- _Document excerpt_:
########

Convinced that the secrets to curing childhood diseases lie tucked away in the long, twisting labyrinth of the human genome, scientists at St. Jude Children’s Research Hospital built a cloud-based platform to share and make readily available genomic data that otherwise could take months to download.
St. Jude Cloud, launched nearly three years ago, reaffirmed St. Jude’s foundational pledge to share its research with the world.
And in a recent article in the journal Cancer Discovery, St. Jude Cloud was described as “key to accelerating research to improve diagnostic precision, treatment efficacy, and long-term survival" when it comes to pediatric cancer and other childhood catastrophic diseases.
With new data added regularly, St. Jude Cloud now includes 12,000 whole genomes plus whole exome and whole transcriptome data from more than 10,000 childhood cancer patients and long-term survivors. Exomes are the part of the genome made up of portions of genes that code for amino acids, while transcriptomes are the full range of messenger RNA molecules expressed by an organism.

########

- _What to do_:
1 - From the article on St. Jude Cloud, extract word for word the part that opens with the words containing "Convinced that the" and closes with "with the world.".
2 - Continue the article on St. Jude Cloud from the end of its last sentence.

- _Raw data_:

########

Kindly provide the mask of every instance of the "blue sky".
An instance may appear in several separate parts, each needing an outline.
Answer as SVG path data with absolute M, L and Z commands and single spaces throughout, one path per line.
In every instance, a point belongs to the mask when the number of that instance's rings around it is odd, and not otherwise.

########

- _Answer section_:
1 -
Convinced that the secrets to curing childhood diseases lie tucked away in the long, twisting labyrinth of the human genome, scientists at St. Jude Children’s Research Hospital built a cloud-based platform to share and make readily available genomic data that otherwise could take months to download.
St. Jude Cloud, launched nearly three years ago, reaffirmed St. Jude’s foundational pledge to share its research with the world.

2 -
The platform also contains genomic data from more than 800 children with sickle cell disease, another catastrophic affliction that has been a focus of St. Jude research and treatment since the hospital's founding in 1962.
St. Jude Cloud addressed the long-standing challenge of storing, managing and accessing the massive amount of data generated by gene sequencing. Keeping the data in the cloud means researchers can avoid the protracted, sometimes months-long process of downloading data to a computer.
All told, St. Jude Cloud contains 1.25 petabytes of raw and published harmonized data — an amount equal to the data contained in more than 200,000 DVD-quality movies. Its three interconnected applications allow users to seamlessly explore, analyze and visualize data.
“St. Jude Cloud is a treasure trove of data for the global scientific community, and its data-sharing ecosystem removes barriers to discovery by researchers in that community,” said Jinghui Zhang, Ph.D., chair of the St. Jude Department of Computational Biology.
Zhang, along with St. Jude president and CEO James R. Downing, M.D., and Keith Perry, chief information officer for the hospital, are corresponding authors of the research.
St. Jude scientists built the platform in partnership with DNAnexus and Microsoft as part of an effort to accelerate data sharing and research on pediatric cancer, which remains the leading cause of childhood death by disease in the U.S.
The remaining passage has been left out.